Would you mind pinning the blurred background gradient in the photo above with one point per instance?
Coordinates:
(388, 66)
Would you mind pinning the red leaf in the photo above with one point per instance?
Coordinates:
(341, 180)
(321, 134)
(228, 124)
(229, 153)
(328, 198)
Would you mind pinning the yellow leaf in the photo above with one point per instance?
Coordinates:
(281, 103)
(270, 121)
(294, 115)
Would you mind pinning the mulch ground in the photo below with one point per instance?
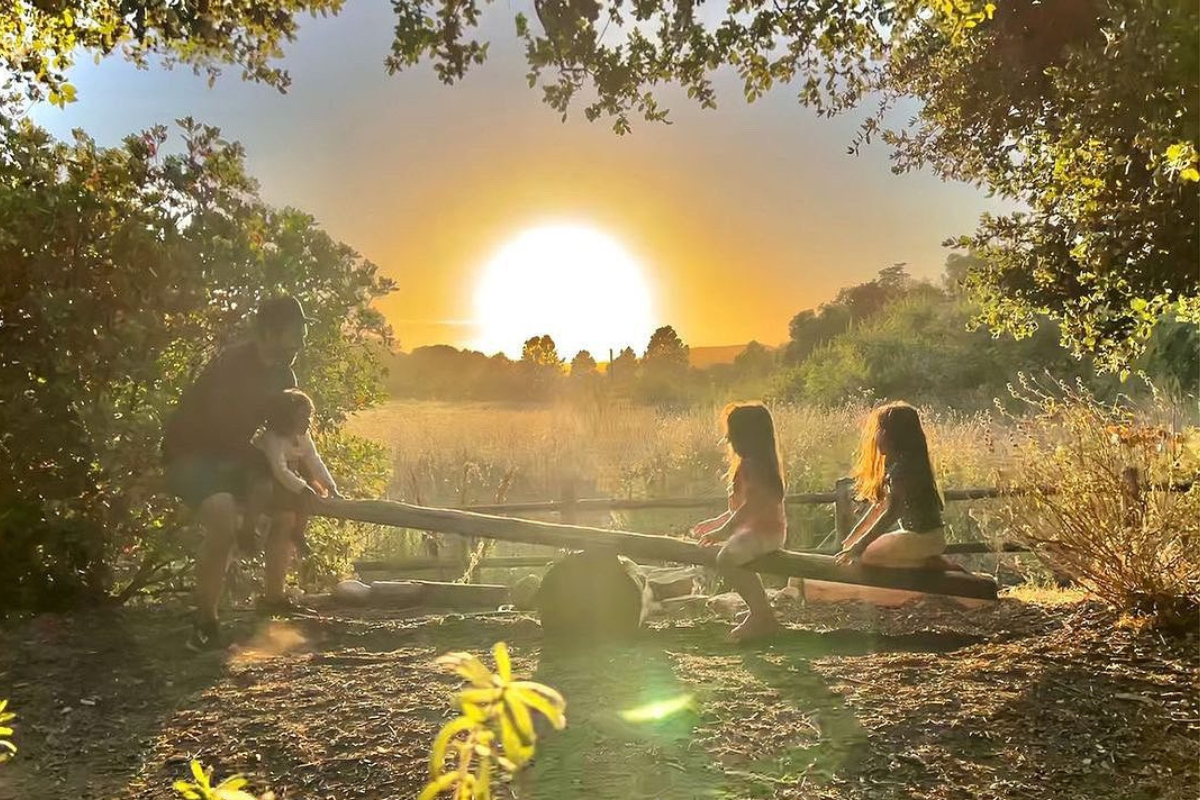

• Written exercise
Rewrite every line of the records above as a single numbered list, skipping blank lines and leaving out the pictures.

• Solution to this problem
1. Would you mind pinning the blurred background gradient in the photo above with one point per instance?
2. Coordinates:
3. (388, 66)
4. Would you mind pinning the red leaf in the photo above with one point per instance?
5. Coordinates:
6. (341, 180)
7. (321, 134)
8. (228, 124)
9. (229, 153)
10. (328, 198)
11. Would you mind pinning the yellow leaf in the photo above with one point per instance?
12. Coordinates:
13. (281, 103)
14. (270, 121)
15. (294, 115)
16. Would you mind pinning the mulch ground in the photo below with one point per instance?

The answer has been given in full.